### Selected extract
● ● ● ● ● ● ●
Then again, the next section of the route is “delicate,” so perhaps I should not feel quite so secure.

Earlier, John described a different stretch of the climb as “interesting.” Naively, I had thought this was good: after all, I appreciate interesting things. Well, that minor crucible had my fingers trembling, forearms aching, calves cramping, and eyes stinging with sweat. Now, forty minutes later, John’s seemingly innocuous pronouncement fills me with dread. My mother was English, so I am familiar with British understatement, and it’s obvious that John is a practitioner of this rhetorical art. I imagine him emerging from a WWII bomb shelter, brushing the dust from his clothing and observing that the night had been “interesting.” I can’t imagine how bad “delicate” might be.

I lift my eyes from the void and focus on the cliff just inches from my nose. It’s good rock—solid, dry, lots of places for feet and hands, really quite gentle for a novice climber like myself. The south side of Yamnuska is a vertical face of rock, but Gollum’s Grooves—the route I am climbing, is much easier than it looks.

To be truthful, however, at the moment, I’m not climbing Gollum’s Grooves; I’m stalling Gollum’s Grooves.
● ● ● ● ● ● ●
### Information supplied
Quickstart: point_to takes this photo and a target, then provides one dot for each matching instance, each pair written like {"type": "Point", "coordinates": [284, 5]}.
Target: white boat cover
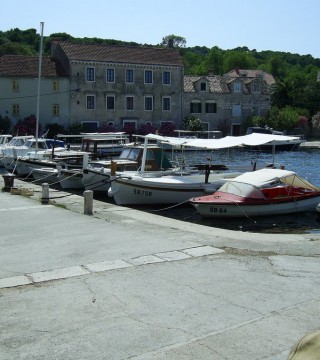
● ● ● ● ● ● ●
### Goals
1. In the climbing passage, what is the name of the route on Yamnuska that the narrator is on?
2. Please pick up the climbing passage above the listing and continue it from its last sentence.

### Results for the exercise
1. Gollum's Grooves.

2.
I glance right and left, seeing the two arms of the Bow Valley reach from sunrise to sunset. I can scarcely imagine a panorama of more striking contrast. Westward, the Rockies thrust ruggedly up past the horizon. Even in midsummer, some peaks are crusted with snow. To the East, the land drops away to open prairie that distance smudges into a haze. I cannot see it, but I know that Calgary lies in that direction—Calgary where people are sitting in pubs, drinking pints of Traditional Ale, appreciating the “delicate” bouquet of the beer and having “interesting” conversations. I want to be there

But first, I have to get up Gollum’s Grooves.

It was not supposed to be like this. My reason for coming to Calgary was to visit my friends Peter and Shannon and imbibe in just such a pub. I had no intention of trying my hand (or I should say, hands . . . and feet) at rock climbing, but I think Peter had other plans. He told me, innocently enough, that we had been invited to join some friends on a scramble up the back side of Mount Yamnuska (locals refer to it as Yam), which has a moderate slope and a breathtaking view.

Yamnuska is iconic. It sits just north of the Trans-Canada Highway on the eastern edge of the Rockies and intrigues passersby with an unbroken, nearly five hundred foot face of bright stone. If a giant had taken axe to rock and cleft a mountain, then taken one half away, the result would be Yam—a severed mountain. How cool to hike up to that summit.

Yamnuska also boasts one of the longest scree runs in the Canadian Rockies. Scree is the loose rock that often lies heaped at the base of cliffs. When you hike up a mountain, it’s terrible, and you lose six inches of every foot you gain. Coming down, however, it’s glorious. With deep scree, it is possible to run down a mountainside in long, leaping strides where the rock gives way like soft snow. An hour-long ascent becomes a ten minute descent, and at the base of Yam there is an almost unparalleled run of perfect scree.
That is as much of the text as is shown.